# Written request a
Scale the entries below from the line with "round stone ornament." up to and including the last line of the entries. Rewrite only those lines, requests included, with every point coordinate in the answers multiplied by 0.95 and rounded to a whole number, halves rounded up.

# Excerpt provided
╭──

What is very real is the influence of Pakistan. They justify their involvement in Kashmir and systematic promotion of terrorism as jihad and a freedom struggle. That would not be such a tough pill to swallow if all of Pakistan-occupied Kashmir was not equally dissatisfied with the Pakistan Government, so as to approach the United Nations with the human right abuses there. Even they want an Azad Kashmir, one free from the tyranny of Pakistan. This brings me to the moot point. Pakistan’s only reason to claim Kashmir is because its population is Muslim. This is strange because it does not account for the suffering of the people of Gilgit and Baltistan, a large percentage of who are Shias and, hence, not the brand of Islam that Pakistan endorses. There has been conflict between the Shias of Gilgit-Baltistan and the Sunnis who have arrived from Pakistan. Very few of the militants are fighting for an Independent Kashmir; Kashmir as a separate country. Most of them want Kashmir to be a part of Pakistan and want to convert India into an Islamic state. It is difficult to call a militant a freedom fighter under these circumstances.

╰──

# Written request b
According to the excerpt on Kashmir, what is Pakistan's only reason to claim Kashmir?

# Dataset records
╭──

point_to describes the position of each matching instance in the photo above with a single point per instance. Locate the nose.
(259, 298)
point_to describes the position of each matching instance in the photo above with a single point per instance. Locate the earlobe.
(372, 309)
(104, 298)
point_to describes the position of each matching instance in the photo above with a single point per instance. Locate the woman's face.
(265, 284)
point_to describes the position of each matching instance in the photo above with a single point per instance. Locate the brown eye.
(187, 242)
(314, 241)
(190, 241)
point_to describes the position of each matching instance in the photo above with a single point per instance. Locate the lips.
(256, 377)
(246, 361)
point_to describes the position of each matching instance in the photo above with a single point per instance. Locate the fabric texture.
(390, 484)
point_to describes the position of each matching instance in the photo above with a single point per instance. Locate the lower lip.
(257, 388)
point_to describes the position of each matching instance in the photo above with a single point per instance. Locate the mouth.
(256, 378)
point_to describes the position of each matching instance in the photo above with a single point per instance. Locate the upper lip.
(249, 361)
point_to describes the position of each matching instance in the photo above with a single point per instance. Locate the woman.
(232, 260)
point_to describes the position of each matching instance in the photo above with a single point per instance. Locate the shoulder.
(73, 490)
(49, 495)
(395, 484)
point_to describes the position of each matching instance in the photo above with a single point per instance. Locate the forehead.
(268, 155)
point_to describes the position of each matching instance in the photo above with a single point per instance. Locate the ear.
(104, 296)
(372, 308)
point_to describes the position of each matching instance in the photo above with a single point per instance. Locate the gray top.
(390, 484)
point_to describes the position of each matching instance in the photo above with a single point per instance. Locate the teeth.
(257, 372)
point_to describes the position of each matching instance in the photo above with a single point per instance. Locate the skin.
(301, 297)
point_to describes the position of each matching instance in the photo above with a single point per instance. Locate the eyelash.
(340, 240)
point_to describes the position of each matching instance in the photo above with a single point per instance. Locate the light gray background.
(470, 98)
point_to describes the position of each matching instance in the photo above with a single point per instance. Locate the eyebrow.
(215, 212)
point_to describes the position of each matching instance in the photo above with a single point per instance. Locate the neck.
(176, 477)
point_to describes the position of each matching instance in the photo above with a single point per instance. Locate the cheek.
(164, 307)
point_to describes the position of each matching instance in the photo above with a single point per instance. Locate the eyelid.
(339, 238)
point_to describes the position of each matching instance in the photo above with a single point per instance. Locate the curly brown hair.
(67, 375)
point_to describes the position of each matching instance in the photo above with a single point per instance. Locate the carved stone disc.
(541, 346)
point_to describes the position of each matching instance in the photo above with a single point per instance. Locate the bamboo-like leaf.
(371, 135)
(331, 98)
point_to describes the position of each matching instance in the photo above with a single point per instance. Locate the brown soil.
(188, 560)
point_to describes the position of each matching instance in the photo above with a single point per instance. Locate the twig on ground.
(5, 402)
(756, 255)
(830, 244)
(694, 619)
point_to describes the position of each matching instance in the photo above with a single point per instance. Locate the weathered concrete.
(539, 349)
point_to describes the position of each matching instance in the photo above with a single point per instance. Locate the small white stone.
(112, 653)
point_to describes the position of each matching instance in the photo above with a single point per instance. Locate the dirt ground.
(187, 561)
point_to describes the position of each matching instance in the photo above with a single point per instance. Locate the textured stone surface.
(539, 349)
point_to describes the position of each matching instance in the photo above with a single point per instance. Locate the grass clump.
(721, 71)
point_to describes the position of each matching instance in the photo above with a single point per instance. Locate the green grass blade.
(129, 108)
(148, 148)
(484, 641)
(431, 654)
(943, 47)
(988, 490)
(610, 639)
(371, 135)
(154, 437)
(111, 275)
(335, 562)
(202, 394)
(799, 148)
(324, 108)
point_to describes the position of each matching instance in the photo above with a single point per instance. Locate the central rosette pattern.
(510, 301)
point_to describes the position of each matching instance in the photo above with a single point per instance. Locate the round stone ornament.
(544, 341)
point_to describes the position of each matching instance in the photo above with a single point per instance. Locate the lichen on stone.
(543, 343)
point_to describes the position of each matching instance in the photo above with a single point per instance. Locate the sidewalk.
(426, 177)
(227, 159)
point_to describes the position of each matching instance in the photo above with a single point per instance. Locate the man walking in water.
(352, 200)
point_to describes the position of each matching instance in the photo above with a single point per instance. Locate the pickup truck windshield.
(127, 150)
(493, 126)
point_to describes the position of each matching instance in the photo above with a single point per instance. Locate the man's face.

╰──

# Worked solution a
point_to describes the position of each matching instance in the photo above with a single point per instance. Locate the round stone ornament.
(517, 324)
point_to describes the position of each matching instance in the photo above with a single point per instance. Locate the lichen on stone.
(516, 326)
point_to describes the position of each matching instance in the photo above with a single point per instance. Locate the sidewalk.
(405, 168)
(216, 151)
point_to describes the position of each matching instance in the photo above with a single point per instance. Locate the man walking in water.
(334, 190)
point_to describes the position of each matching instance in the photo above with a single point per instance. Locate the pickup truck windshield.
(121, 143)
(468, 120)
point_to describes the position of each matching instance in the photo above with a single point per instance. Locate the man's face.

# Worked solution b
Kashmir's population is Muslim.